Assignment: From the line bearing "of the metal" down to the final line of the records below, give every line again exactly and add nothing.

(Referring expression data)

---------------

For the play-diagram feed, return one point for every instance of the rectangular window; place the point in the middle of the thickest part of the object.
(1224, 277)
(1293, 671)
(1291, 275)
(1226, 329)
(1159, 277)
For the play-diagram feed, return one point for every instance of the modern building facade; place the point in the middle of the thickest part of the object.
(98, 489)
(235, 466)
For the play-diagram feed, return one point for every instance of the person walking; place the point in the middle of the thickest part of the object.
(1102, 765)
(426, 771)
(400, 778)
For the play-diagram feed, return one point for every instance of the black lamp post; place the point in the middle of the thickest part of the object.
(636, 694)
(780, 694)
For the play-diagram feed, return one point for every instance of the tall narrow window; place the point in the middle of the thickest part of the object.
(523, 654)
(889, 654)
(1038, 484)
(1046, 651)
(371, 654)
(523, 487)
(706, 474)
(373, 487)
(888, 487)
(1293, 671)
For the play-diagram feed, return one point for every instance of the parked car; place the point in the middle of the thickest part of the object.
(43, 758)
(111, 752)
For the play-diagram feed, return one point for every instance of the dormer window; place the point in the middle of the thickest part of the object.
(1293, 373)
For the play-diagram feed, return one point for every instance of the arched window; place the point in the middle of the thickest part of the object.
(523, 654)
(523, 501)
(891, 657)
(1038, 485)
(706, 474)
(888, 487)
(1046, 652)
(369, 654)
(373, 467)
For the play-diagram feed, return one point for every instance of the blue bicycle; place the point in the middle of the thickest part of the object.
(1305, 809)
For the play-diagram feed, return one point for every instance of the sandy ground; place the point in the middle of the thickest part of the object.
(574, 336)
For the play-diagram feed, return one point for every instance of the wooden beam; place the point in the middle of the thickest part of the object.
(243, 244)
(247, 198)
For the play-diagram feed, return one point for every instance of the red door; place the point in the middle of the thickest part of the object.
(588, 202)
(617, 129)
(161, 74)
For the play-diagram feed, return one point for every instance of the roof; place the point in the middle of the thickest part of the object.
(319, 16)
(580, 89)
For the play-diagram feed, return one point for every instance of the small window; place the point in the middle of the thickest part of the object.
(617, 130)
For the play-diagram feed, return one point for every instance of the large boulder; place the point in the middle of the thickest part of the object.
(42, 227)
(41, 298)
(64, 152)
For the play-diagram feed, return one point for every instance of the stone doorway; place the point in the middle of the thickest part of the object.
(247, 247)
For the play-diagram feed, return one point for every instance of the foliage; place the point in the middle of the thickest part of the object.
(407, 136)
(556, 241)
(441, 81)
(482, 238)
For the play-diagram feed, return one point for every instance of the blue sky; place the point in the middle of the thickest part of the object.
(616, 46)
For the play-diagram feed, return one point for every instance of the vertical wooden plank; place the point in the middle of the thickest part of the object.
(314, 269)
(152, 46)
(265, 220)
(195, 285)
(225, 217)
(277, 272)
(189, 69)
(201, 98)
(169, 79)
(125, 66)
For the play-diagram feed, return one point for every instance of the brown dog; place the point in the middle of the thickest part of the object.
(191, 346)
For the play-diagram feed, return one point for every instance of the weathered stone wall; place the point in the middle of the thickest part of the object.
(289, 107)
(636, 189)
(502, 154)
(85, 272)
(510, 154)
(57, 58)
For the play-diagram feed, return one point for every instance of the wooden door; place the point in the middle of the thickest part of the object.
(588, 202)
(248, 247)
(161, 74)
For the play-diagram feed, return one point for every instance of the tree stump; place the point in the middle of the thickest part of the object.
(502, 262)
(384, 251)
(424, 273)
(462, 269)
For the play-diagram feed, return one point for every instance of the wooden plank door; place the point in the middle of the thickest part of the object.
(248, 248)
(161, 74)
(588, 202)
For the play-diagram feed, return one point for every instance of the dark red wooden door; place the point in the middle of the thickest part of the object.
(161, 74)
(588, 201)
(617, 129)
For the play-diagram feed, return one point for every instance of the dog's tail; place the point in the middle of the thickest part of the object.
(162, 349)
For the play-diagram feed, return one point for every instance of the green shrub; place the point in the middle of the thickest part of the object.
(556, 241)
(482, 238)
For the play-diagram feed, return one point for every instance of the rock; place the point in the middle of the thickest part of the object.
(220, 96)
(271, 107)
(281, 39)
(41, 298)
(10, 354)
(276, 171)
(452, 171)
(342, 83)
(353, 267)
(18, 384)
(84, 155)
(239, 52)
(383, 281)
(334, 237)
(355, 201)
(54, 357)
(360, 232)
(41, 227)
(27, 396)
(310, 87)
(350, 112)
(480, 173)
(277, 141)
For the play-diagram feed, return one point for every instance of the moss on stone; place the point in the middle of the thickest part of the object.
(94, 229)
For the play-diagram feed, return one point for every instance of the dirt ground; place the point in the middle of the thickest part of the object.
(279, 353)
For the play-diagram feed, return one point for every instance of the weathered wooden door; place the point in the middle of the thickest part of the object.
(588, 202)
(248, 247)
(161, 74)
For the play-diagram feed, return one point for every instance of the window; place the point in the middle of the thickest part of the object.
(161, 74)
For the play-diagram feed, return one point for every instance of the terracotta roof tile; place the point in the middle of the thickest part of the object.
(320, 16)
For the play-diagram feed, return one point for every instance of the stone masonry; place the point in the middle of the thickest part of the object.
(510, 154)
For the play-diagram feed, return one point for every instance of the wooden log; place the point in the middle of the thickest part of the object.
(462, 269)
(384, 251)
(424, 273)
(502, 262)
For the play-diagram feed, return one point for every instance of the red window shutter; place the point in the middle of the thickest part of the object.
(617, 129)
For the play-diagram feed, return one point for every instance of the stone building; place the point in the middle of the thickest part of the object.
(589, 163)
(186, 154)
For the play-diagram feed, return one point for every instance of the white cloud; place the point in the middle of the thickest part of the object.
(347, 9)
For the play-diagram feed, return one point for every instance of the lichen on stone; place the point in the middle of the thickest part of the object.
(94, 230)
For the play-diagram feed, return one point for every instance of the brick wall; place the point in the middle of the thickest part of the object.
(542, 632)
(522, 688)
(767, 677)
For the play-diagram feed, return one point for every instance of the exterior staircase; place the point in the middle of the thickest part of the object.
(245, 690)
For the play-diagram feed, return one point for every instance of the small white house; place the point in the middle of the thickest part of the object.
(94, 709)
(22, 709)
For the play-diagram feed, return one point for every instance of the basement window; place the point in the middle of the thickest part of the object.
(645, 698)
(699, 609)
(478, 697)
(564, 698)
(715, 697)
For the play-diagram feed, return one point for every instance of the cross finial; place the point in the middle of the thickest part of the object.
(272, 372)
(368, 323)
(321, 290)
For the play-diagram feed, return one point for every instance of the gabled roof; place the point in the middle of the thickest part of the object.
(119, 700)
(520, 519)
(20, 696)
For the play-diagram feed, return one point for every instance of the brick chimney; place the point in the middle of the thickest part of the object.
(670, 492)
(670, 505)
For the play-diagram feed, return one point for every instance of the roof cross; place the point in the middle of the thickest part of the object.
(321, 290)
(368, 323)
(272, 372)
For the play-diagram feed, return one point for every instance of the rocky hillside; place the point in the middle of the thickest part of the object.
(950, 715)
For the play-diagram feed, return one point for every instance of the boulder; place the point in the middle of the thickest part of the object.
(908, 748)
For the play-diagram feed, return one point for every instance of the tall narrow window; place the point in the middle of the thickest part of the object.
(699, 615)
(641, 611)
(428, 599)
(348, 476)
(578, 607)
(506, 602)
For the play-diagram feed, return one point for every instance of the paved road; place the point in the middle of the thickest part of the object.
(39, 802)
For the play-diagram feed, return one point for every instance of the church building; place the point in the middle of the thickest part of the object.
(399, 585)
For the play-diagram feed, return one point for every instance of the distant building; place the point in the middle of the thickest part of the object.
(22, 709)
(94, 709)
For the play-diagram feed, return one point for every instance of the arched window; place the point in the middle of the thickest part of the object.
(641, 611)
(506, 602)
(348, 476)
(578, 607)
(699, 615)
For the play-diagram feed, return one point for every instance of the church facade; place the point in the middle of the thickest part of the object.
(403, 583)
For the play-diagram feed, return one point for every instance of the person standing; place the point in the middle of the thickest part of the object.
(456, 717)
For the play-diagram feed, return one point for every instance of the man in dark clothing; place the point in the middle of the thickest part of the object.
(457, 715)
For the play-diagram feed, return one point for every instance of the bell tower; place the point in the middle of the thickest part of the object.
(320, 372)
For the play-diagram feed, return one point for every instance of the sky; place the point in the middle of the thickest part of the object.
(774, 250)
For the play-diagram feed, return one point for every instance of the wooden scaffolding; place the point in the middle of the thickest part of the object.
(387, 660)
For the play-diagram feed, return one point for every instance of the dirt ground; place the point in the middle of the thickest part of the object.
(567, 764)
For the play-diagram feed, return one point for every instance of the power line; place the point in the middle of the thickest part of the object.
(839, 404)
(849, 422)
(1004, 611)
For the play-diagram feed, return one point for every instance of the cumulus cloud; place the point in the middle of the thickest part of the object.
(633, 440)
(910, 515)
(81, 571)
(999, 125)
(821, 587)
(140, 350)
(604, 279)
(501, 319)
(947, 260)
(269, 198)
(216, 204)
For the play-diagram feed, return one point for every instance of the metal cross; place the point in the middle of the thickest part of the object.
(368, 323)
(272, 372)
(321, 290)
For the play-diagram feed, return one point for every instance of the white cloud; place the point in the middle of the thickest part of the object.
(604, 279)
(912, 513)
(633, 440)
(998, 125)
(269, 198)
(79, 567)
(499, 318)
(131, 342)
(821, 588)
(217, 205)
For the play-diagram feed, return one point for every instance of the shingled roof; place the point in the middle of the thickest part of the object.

---------------

Answer section:
For the play-diagram feed, return one point for every instance of the metal cross; place the point in the middle of the thickest part of the object.
(368, 323)
(272, 372)
(321, 290)
For the play-diagram feed, return one point for every instance of the white cloud; place the point in the middle of the thickest part of the object.
(604, 279)
(912, 513)
(633, 440)
(998, 125)
(269, 198)
(79, 567)
(499, 318)
(131, 342)
(821, 588)
(217, 205)
For the play-diagram feed, return one point for every instance of the shingled roof; place the point in the middle of the thickest part of the object.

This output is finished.